▶ [Object position labeling records]:
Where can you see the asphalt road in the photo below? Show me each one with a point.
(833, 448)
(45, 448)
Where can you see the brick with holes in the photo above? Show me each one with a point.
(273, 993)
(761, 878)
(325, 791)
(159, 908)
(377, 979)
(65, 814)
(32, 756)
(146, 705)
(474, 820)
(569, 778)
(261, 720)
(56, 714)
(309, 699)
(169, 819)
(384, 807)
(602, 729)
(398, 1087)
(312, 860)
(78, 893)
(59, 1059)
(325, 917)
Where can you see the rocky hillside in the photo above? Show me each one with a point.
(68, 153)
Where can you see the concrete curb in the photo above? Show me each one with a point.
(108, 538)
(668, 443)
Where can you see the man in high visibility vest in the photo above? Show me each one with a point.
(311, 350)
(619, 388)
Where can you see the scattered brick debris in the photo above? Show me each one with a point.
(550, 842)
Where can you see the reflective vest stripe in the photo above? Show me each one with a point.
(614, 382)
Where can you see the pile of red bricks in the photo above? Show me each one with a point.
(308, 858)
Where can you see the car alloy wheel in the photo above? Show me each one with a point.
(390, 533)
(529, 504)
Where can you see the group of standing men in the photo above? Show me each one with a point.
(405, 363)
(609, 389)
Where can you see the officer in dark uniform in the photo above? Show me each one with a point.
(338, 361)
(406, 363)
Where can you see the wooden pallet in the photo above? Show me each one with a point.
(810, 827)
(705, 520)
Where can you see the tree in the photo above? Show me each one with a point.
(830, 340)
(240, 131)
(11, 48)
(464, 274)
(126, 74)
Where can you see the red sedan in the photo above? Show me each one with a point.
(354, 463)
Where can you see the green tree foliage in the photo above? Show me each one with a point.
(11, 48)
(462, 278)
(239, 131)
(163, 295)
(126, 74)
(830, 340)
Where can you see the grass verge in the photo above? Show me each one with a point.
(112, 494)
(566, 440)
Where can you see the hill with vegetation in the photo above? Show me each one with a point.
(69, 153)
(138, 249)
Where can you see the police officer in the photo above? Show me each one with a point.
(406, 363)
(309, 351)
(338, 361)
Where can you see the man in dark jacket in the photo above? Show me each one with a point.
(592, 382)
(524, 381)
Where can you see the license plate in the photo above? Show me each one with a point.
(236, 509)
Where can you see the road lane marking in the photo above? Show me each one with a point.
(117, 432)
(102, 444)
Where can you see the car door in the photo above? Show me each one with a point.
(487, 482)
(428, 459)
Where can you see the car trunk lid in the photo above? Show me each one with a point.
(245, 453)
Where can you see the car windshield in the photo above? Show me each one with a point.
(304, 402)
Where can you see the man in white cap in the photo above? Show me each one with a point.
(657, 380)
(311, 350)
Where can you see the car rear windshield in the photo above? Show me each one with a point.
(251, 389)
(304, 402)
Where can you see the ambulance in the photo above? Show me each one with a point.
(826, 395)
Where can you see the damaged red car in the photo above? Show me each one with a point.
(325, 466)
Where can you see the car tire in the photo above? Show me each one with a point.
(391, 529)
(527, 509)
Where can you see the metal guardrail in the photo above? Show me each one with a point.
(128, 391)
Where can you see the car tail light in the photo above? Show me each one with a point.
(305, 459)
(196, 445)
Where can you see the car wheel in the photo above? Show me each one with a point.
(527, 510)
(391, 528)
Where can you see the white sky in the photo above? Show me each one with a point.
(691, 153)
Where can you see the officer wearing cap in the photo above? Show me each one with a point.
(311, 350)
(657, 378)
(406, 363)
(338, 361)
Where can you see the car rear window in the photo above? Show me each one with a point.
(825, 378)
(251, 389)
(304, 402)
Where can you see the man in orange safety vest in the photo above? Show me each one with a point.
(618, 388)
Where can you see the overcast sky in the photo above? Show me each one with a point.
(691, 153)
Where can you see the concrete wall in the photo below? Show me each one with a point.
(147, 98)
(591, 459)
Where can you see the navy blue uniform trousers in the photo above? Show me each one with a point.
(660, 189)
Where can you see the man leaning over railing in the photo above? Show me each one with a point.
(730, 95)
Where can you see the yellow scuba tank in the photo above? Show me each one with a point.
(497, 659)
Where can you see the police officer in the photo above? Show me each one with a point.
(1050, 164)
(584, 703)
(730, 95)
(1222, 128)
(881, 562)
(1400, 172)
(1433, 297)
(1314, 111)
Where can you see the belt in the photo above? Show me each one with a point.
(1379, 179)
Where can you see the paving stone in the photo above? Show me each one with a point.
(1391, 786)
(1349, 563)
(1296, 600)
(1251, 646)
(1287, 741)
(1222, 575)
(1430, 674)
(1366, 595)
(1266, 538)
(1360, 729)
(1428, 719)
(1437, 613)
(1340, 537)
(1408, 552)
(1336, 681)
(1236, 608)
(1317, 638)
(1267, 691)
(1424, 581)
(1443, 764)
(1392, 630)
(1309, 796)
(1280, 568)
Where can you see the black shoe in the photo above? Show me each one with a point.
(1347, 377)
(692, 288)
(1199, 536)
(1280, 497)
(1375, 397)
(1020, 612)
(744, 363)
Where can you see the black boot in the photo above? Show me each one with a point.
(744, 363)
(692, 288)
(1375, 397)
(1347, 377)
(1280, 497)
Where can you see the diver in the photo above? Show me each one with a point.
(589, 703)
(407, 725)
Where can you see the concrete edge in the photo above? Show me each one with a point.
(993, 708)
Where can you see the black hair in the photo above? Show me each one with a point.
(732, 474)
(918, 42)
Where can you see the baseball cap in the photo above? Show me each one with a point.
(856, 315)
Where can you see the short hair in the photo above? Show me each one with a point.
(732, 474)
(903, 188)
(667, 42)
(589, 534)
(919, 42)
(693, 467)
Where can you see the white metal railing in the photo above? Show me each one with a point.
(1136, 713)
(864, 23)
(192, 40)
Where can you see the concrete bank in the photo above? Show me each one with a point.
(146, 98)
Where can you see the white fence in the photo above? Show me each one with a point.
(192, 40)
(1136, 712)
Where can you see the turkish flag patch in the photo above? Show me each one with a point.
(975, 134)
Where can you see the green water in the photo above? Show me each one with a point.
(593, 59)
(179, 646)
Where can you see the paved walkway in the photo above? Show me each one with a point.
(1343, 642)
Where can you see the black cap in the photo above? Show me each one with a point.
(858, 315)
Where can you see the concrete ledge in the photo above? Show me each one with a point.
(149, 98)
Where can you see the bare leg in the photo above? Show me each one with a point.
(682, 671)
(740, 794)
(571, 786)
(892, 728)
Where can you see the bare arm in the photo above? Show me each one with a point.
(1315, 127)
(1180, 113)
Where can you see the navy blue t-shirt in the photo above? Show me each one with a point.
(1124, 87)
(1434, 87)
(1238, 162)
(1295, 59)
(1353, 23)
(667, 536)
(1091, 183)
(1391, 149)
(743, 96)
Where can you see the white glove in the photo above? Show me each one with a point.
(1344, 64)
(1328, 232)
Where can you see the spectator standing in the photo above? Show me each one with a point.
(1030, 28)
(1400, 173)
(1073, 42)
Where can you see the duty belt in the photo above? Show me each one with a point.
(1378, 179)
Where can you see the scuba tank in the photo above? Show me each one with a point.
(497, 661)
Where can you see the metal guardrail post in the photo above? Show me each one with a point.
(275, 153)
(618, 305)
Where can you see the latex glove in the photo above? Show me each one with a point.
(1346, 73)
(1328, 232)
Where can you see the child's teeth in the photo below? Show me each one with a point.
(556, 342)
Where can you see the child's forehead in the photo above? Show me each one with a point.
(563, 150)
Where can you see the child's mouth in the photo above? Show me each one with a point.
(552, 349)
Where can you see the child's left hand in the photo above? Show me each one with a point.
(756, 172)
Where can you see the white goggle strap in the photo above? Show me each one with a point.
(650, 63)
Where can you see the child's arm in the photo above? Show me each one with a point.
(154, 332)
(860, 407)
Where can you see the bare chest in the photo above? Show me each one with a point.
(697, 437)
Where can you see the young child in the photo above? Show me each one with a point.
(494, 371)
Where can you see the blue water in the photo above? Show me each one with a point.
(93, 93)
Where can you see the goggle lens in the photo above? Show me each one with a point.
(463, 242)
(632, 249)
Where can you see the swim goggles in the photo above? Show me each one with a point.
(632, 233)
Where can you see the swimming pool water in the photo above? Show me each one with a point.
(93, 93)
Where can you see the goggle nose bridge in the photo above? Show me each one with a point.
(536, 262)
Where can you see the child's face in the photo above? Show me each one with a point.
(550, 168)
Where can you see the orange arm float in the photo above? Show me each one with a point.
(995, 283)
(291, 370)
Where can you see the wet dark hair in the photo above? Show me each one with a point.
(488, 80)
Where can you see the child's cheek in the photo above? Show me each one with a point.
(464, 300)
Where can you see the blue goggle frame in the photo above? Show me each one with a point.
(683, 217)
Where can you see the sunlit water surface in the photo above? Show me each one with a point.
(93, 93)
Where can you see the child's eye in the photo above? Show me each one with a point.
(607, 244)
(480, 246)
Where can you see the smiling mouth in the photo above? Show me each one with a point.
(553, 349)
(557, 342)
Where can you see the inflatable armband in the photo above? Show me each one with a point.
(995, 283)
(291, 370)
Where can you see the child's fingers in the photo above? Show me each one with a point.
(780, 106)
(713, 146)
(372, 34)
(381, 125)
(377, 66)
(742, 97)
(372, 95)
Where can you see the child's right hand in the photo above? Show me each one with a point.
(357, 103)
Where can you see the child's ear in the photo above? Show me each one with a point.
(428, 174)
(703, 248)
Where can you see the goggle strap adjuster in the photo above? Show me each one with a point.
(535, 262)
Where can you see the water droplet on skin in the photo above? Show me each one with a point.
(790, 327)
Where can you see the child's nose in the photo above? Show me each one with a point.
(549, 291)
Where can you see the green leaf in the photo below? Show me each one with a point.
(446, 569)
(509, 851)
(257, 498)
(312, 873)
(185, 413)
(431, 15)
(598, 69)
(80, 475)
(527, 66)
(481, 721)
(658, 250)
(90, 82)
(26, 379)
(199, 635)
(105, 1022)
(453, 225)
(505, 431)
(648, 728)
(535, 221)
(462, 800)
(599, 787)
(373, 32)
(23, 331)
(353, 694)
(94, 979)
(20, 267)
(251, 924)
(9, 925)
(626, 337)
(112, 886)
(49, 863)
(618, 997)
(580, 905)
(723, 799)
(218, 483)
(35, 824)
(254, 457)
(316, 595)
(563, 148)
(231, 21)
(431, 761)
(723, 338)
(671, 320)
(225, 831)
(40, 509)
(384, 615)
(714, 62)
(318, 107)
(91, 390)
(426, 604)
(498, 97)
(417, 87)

▶ [Description of the task]: Could you copy the records above word for word, starting at the line that contains "Where can you see the paving" and continuing up to and including the line that contains "(1136, 712)"?

▶ [The reply]:
Where can you see the paving stone in the photo above? Show me each one with a point.
(1391, 786)
(1349, 563)
(1296, 600)
(1251, 646)
(1287, 741)
(1222, 575)
(1430, 674)
(1366, 595)
(1266, 538)
(1360, 729)
(1428, 719)
(1437, 613)
(1340, 537)
(1408, 552)
(1336, 681)
(1236, 608)
(1317, 638)
(1267, 691)
(1424, 581)
(1443, 764)
(1392, 630)
(1309, 796)
(1280, 568)
Where can you see the black shoe in the photo above? Show me each one with a point.
(1347, 377)
(692, 288)
(1199, 536)
(1280, 497)
(1375, 397)
(1020, 612)
(744, 363)
Where can you see the black boot in the photo above? Show me each one with a point.
(744, 363)
(692, 288)
(1375, 397)
(1347, 377)
(1280, 497)
Where can you see the diver in the photo above? Show me each one with a point.
(589, 703)
(407, 725)
Where can you see the concrete edge in the photo above? Show me each one with a point.
(993, 708)
Where can you see the black hair in the photo above? Show me each one with a point.
(732, 474)
(918, 42)
Where can you see the baseball cap in the photo above? Show me each one with a point.
(856, 315)
Where can you see the short hair in the photo above? Show me each one with a point.
(732, 474)
(903, 188)
(667, 42)
(589, 534)
(919, 42)
(693, 467)
Where can you see the white metal railing in the photo above? Show me each one with a point.
(1136, 713)
(864, 23)
(192, 40)
Where can you see the concrete bank in the photo above? Show me each one with a point.
(146, 98)
Where can you see the white fence in the photo above? Show me each one with a point.
(192, 40)
(1136, 712)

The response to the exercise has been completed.